▸ PROBLEM TO SOLVE: Can you output every line of the records below as a Markdown table, skipping blank lines, with a "Row" column for the row number and a "Text" column for the line itself?

[A run of records]
--
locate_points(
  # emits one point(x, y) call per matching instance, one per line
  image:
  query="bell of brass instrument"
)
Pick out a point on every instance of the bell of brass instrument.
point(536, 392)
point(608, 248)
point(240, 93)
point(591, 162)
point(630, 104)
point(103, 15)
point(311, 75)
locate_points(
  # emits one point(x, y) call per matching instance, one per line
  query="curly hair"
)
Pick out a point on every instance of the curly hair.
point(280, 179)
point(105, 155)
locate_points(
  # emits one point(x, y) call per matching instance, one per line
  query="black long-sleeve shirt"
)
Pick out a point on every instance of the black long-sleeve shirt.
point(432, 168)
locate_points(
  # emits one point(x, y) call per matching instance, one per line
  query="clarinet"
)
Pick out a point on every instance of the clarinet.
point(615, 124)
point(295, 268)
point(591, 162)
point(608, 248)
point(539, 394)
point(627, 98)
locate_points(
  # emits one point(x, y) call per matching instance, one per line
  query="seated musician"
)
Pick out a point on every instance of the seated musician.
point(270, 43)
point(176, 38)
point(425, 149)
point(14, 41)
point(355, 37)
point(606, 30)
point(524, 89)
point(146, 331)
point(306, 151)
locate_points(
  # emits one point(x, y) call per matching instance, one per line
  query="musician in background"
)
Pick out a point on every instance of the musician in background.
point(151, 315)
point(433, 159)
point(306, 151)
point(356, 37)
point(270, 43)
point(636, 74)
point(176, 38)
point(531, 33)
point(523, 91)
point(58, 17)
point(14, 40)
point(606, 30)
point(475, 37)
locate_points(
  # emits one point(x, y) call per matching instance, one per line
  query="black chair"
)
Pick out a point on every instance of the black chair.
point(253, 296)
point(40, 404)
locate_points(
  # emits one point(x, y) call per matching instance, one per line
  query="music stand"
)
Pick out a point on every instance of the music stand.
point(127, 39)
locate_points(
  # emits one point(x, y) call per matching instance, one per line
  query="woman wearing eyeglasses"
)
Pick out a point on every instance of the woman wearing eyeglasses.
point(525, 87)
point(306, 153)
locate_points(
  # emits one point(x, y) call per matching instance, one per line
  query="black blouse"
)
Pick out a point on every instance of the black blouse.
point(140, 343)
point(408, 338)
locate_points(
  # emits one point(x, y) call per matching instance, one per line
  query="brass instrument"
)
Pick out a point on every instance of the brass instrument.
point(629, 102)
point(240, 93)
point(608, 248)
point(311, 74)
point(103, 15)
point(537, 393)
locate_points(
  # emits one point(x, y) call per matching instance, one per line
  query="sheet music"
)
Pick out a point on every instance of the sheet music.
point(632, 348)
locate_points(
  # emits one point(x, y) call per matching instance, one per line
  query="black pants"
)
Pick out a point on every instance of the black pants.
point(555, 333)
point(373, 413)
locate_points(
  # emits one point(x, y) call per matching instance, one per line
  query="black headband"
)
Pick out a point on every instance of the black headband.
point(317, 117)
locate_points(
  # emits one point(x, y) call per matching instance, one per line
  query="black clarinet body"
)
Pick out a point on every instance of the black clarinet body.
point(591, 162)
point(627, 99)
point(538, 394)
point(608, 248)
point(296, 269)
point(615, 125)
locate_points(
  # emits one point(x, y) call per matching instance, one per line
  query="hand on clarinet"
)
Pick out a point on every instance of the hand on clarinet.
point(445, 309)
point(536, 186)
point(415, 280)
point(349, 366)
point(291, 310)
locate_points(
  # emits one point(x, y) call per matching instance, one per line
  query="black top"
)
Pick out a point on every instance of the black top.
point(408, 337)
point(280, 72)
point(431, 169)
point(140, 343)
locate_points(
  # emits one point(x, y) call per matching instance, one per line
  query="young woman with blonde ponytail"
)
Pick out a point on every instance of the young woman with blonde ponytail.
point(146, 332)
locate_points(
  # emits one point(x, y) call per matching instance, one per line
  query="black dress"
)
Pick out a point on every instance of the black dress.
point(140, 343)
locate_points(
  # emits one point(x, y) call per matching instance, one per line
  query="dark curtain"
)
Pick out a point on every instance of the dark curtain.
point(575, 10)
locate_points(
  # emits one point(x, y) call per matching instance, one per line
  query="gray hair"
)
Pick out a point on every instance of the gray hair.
--
▸ RESPONSE TO THE TASK:
| Row | Text |
|---|---|
| 1 | locate_points( |
| 2 |   # emits one point(x, y) call per matching instance, one per line |
| 3 |   image: |
| 4 |   query="bell of brass instrument" |
| 5 | ) |
| 6 | Pick out a point on every instance of the bell of brass instrument. |
| 7 | point(536, 392) |
| 8 | point(608, 248) |
| 9 | point(240, 93) |
| 10 | point(591, 162) |
| 11 | point(630, 104) |
| 12 | point(103, 15) |
| 13 | point(311, 75) |
| 14 | locate_points( |
| 15 |   # emits one point(x, y) call per matching instance, one per line |
| 16 |   query="curly hair" |
| 17 | ) |
| 18 | Pick out a point on every instance of the curly hair. |
| 19 | point(280, 179) |
| 20 | point(105, 155) |
| 21 | locate_points( |
| 22 |   # emits one point(x, y) call per matching instance, one per line |
| 23 |   query="black long-sleeve shirt" |
| 24 | ) |
| 25 | Pick out a point on every instance of the black long-sleeve shirt. |
| 26 | point(432, 168) |
| 27 | locate_points( |
| 28 |   # emits one point(x, y) call per matching instance, one per line |
| 29 |   query="clarinet" |
| 30 | ) |
| 31 | Pick out a point on every instance of the clarinet. |
| 32 | point(615, 124) |
| 33 | point(295, 268) |
| 34 | point(591, 162) |
| 35 | point(608, 248) |
| 36 | point(539, 394) |
| 37 | point(627, 98) |
| 38 | locate_points( |
| 39 |   # emits one point(x, y) call per matching instance, one per line |
| 40 |   query="seated musician" |
| 41 | ) |
| 42 | Pick out a point on every instance of the seated musician. |
| 43 | point(270, 43) |
| 44 | point(176, 38) |
| 45 | point(425, 149) |
| 46 | point(14, 41) |
| 47 | point(355, 37) |
| 48 | point(606, 30) |
| 49 | point(524, 89) |
| 50 | point(146, 331) |
| 51 | point(306, 151) |
| 52 | locate_points( |
| 53 |   # emits one point(x, y) call per matching instance, one per line |
| 54 |   query="musician in background" |
| 55 | ) |
| 56 | Pick out a point on every instance of the musician in background. |
| 57 | point(151, 315) |
| 58 | point(433, 159) |
| 59 | point(306, 151) |
| 60 | point(356, 37) |
| 61 | point(270, 43) |
| 62 | point(636, 74) |
| 63 | point(176, 38) |
| 64 | point(531, 33) |
| 65 | point(523, 91) |
| 66 | point(58, 17) |
| 67 | point(14, 40) |
| 68 | point(606, 30) |
| 69 | point(475, 37) |
| 70 | locate_points( |
| 71 |   # emits one point(x, y) call per matching instance, one per line |
| 72 |   query="black chair" |
| 73 | ) |
| 74 | Pick out a point on every instance of the black chair. |
| 75 | point(253, 296) |
| 76 | point(40, 404) |
| 77 | locate_points( |
| 78 |   # emits one point(x, y) call per matching instance, one per line |
| 79 |   query="music stand" |
| 80 | ) |
| 81 | Pick out a point on every instance of the music stand. |
| 82 | point(127, 39) |
| 83 | locate_points( |
| 84 |   # emits one point(x, y) call per matching instance, one per line |
| 85 |   query="woman wearing eyeglasses" |
| 86 | ) |
| 87 | Pick out a point on every instance of the woman wearing eyeglasses. |
| 88 | point(525, 87) |
| 89 | point(306, 153) |
| 90 | locate_points( |
| 91 |   # emits one point(x, y) call per matching instance, one per line |
| 92 |   query="black blouse" |
| 93 | ) |
| 94 | Pick out a point on every instance of the black blouse. |
| 95 | point(140, 343) |
| 96 | point(408, 338) |
| 97 | locate_points( |
| 98 |   # emits one point(x, y) call per matching instance, one per line |
| 99 |   query="brass instrument" |
| 100 | ) |
| 101 | Pick out a point on every instance of the brass instrument. |
| 102 | point(629, 102) |
| 103 | point(240, 93) |
| 104 | point(608, 248) |
| 105 | point(311, 74) |
| 106 | point(103, 15) |
| 107 | point(537, 393) |
| 108 | locate_points( |
| 109 |   # emits one point(x, y) call per matching instance, one per line |
| 110 |   query="sheet music" |
| 111 | ) |
| 112 | Pick out a point on every instance of the sheet music. |
| 113 | point(632, 348) |
| 114 | locate_points( |
| 115 |   # emits one point(x, y) call per matching instance, one per line |
| 116 |   query="black pants" |
| 117 | ) |
| 118 | Pick out a point on every instance of the black pants. |
| 119 | point(555, 333) |
| 120 | point(373, 413) |
| 121 | locate_points( |
| 122 |   # emits one point(x, y) call per matching instance, one per line |
| 123 |   query="black headband" |
| 124 | ) |
| 125 | Pick out a point on every instance of the black headband. |
| 126 | point(317, 117) |
| 127 | locate_points( |
| 128 |   # emits one point(x, y) call per matching instance, one per line |
| 129 |   query="black clarinet body" |
| 130 | ) |
| 131 | Pick out a point on every instance of the black clarinet body. |
| 132 | point(591, 162) |
| 133 | point(627, 99) |
| 134 | point(538, 394) |
| 135 | point(608, 248) |
| 136 | point(296, 269) |
| 137 | point(615, 125) |
| 138 | locate_points( |
| 139 |   # emits one point(x, y) call per matching instance, one per line |
| 140 |   query="hand on clarinet" |
| 141 | ) |
| 142 | Pick out a point on every instance of the hand on clarinet. |
| 143 | point(445, 309) |
| 144 | point(536, 186) |
| 145 | point(415, 280) |
| 146 | point(349, 366) |
| 147 | point(291, 310) |
| 148 | locate_points( |
| 149 |   # emits one point(x, y) call per matching instance, one per line |
| 150 |   query="black top" |
| 151 | ) |
| 152 | Pick out a point on every instance of the black top. |
| 153 | point(408, 337) |
| 154 | point(280, 72) |
| 155 | point(431, 169) |
| 156 | point(140, 343) |
| 157 | locate_points( |
| 158 |   # emits one point(x, y) call per matching instance, one per line |
| 159 |   query="young woman with blonde ponytail" |
| 160 | ) |
| 161 | Pick out a point on every instance of the young woman with blonde ponytail. |
| 162 | point(146, 332) |
| 163 | locate_points( |
| 164 |   # emits one point(x, y) call per matching instance, one per line |
| 165 |   query="black dress" |
| 166 | ) |
| 167 | Pick out a point on every instance of the black dress. |
| 168 | point(140, 343) |
| 169 | locate_points( |
| 170 |   # emits one point(x, y) call per matching instance, one per line |
| 171 |   query="dark curtain" |
| 172 | ) |
| 173 | Pick out a point on every instance of the dark curtain. |
| 174 | point(575, 10) |
| 175 | locate_points( |
| 176 |   # emits one point(x, y) call per matching instance, one per line |
| 177 |   query="gray hair" |
| 178 | ) |
| 179 | Pick out a point on every instance of the gray hair. |